**Supplied data**

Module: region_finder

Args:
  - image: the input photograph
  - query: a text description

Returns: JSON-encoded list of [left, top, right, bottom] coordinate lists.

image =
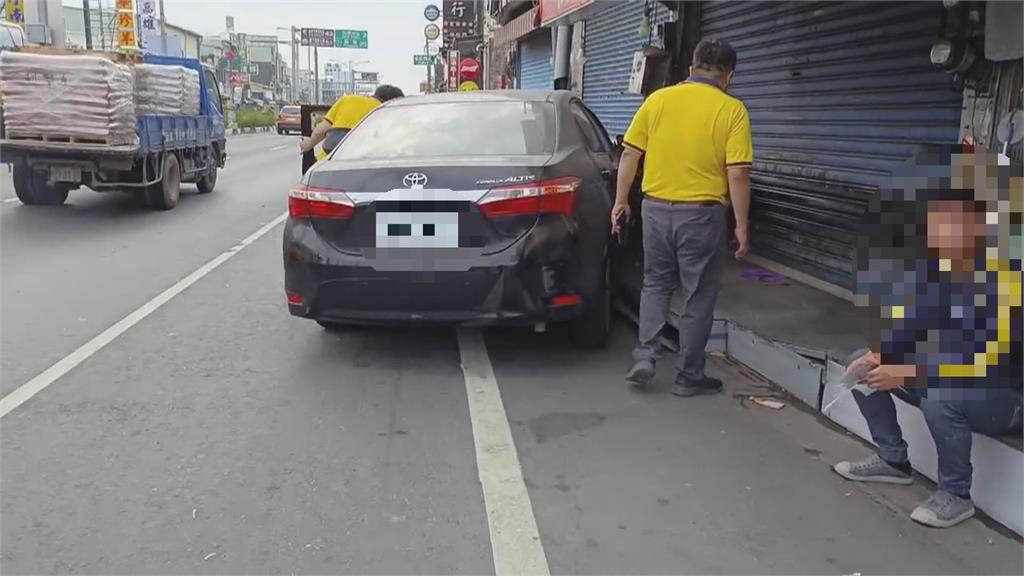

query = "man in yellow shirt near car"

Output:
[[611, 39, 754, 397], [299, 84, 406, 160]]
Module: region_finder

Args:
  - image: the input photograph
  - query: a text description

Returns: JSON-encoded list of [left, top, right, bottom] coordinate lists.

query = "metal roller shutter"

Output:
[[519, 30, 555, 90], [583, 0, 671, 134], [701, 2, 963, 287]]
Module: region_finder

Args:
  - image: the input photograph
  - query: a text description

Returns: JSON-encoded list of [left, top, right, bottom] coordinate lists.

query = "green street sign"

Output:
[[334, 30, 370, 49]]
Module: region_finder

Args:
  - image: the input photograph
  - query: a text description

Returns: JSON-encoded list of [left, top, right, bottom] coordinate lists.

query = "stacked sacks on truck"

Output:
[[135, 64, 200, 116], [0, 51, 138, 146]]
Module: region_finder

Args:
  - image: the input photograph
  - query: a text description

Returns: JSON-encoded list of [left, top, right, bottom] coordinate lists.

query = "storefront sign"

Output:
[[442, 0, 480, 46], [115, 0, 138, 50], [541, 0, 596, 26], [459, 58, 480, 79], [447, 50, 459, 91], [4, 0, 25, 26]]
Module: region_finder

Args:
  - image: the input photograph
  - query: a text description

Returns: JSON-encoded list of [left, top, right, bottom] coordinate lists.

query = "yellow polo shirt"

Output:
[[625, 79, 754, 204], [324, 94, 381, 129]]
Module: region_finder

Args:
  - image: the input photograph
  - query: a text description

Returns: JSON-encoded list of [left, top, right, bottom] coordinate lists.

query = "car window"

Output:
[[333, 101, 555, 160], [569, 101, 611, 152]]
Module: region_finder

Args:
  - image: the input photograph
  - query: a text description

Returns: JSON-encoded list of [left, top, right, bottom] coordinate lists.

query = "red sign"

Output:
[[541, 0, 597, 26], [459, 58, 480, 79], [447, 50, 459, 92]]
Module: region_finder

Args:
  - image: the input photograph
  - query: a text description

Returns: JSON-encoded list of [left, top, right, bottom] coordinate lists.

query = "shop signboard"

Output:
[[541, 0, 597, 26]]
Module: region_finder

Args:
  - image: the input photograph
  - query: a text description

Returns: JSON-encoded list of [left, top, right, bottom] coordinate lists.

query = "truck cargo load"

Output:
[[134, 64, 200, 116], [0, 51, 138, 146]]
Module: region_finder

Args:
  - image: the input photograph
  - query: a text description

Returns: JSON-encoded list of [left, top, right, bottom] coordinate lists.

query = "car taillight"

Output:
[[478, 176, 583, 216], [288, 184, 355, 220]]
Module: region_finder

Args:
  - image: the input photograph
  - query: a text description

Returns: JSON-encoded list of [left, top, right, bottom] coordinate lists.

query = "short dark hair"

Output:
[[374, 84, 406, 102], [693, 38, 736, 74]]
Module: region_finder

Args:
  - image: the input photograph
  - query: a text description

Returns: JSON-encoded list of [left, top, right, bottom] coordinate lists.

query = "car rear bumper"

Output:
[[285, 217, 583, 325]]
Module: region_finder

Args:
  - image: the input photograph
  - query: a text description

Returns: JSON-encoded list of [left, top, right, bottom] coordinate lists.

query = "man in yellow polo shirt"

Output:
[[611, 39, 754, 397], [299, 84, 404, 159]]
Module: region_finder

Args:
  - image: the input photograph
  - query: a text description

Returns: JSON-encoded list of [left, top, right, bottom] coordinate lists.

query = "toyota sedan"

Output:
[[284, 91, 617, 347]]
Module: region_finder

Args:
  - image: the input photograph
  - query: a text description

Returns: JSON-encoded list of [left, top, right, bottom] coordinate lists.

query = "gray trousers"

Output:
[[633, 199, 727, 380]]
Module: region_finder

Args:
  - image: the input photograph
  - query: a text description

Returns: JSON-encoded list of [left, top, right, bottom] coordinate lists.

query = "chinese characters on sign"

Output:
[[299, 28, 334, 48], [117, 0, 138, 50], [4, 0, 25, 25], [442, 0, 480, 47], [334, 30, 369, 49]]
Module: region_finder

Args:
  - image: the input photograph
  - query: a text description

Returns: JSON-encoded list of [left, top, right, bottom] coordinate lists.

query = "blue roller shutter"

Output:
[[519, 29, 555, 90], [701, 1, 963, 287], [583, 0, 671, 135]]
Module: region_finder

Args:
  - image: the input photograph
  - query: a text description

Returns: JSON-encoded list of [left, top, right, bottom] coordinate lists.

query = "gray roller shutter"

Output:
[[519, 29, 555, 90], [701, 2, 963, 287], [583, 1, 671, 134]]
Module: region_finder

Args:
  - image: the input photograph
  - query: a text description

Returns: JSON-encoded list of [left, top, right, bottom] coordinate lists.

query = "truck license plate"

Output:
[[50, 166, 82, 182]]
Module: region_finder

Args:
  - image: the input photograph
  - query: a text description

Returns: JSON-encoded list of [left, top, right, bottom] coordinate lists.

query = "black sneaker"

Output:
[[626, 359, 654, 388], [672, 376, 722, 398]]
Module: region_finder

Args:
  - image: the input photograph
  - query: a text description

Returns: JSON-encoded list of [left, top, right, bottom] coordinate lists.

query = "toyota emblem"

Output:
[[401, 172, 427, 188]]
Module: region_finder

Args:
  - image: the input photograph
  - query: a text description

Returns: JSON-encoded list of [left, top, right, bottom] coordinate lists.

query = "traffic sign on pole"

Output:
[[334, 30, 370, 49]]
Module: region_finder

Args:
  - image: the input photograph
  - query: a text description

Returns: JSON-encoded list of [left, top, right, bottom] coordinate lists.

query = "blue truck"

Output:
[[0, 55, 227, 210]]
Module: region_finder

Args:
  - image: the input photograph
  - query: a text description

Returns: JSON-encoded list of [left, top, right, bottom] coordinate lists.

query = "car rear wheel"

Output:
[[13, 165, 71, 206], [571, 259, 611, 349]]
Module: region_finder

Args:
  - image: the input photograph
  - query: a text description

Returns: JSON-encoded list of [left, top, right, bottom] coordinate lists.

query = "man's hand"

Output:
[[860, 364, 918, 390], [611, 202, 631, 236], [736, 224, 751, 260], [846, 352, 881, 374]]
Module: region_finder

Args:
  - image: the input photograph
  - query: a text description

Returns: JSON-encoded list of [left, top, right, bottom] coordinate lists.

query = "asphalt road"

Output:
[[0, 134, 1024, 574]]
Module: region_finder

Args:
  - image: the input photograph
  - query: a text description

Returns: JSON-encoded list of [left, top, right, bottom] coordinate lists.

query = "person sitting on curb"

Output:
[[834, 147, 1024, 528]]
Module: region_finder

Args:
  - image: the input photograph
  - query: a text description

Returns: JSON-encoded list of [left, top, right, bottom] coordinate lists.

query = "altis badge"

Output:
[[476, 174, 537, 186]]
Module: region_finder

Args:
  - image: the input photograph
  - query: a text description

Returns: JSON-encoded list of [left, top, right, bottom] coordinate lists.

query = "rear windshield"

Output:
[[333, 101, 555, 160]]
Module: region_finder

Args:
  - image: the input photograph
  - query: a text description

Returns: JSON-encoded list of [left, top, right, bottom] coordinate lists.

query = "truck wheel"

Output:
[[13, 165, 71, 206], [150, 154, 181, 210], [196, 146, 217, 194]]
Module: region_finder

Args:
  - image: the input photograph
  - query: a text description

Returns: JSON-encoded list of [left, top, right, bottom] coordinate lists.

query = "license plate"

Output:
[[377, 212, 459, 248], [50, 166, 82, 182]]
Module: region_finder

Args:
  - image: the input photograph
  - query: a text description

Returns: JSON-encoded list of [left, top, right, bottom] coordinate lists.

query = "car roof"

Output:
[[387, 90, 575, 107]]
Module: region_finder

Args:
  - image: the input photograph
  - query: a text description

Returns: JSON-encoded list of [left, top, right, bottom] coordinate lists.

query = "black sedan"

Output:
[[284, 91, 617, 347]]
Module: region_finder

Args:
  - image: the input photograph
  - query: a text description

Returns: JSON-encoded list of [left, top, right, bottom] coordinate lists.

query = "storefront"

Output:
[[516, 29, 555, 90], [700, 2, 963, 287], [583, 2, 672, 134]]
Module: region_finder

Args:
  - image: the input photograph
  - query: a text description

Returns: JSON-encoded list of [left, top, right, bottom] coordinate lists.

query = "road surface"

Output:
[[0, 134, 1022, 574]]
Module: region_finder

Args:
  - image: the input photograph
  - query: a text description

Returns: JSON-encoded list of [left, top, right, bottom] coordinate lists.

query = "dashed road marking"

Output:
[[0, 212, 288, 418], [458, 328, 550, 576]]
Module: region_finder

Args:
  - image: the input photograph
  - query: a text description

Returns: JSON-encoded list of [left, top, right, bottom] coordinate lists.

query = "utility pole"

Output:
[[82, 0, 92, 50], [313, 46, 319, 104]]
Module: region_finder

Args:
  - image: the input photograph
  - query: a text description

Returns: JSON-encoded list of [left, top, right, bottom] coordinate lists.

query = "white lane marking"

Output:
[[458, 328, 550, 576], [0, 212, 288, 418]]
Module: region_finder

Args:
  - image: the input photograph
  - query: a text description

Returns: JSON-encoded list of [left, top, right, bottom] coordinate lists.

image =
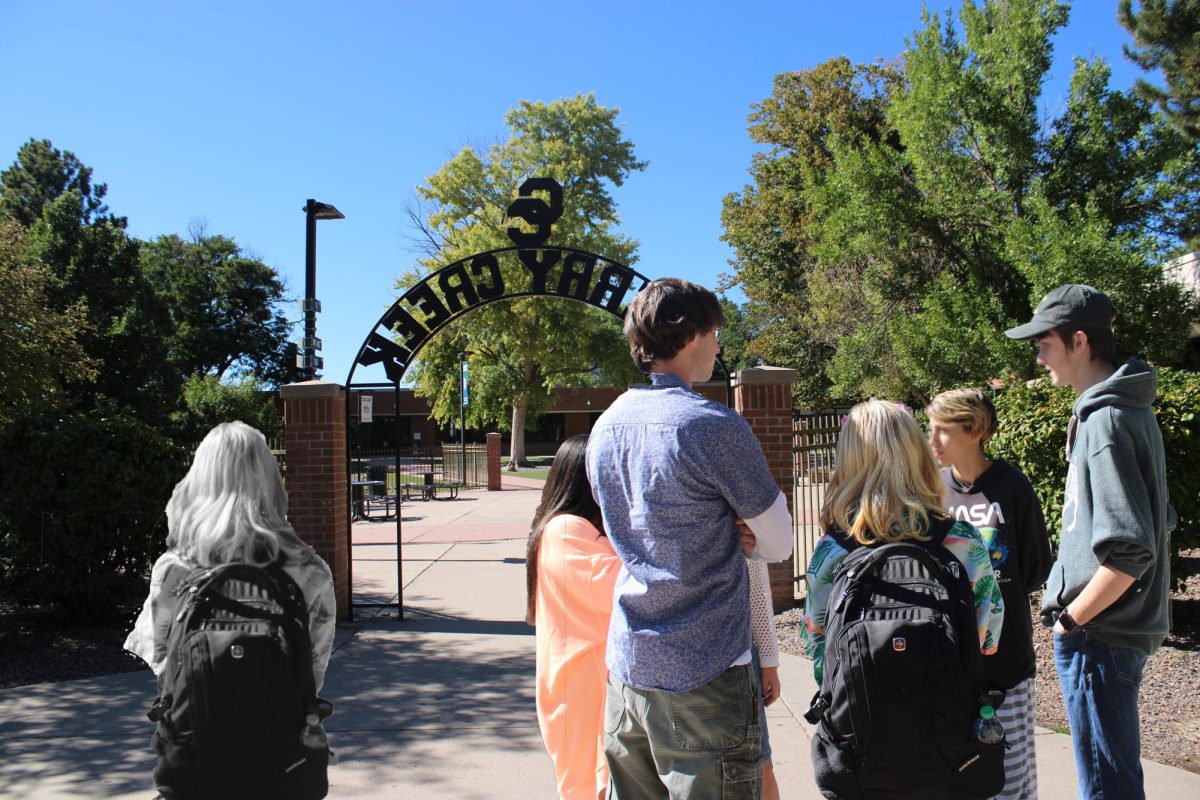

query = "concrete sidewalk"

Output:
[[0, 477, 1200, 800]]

**What the task requires**
Pull out each line in the entries above that contains the word "road" and copy those lines in their original order.

**Answer below**
query = "asphalt road"
query = "road surface"
query = "dashed road marking"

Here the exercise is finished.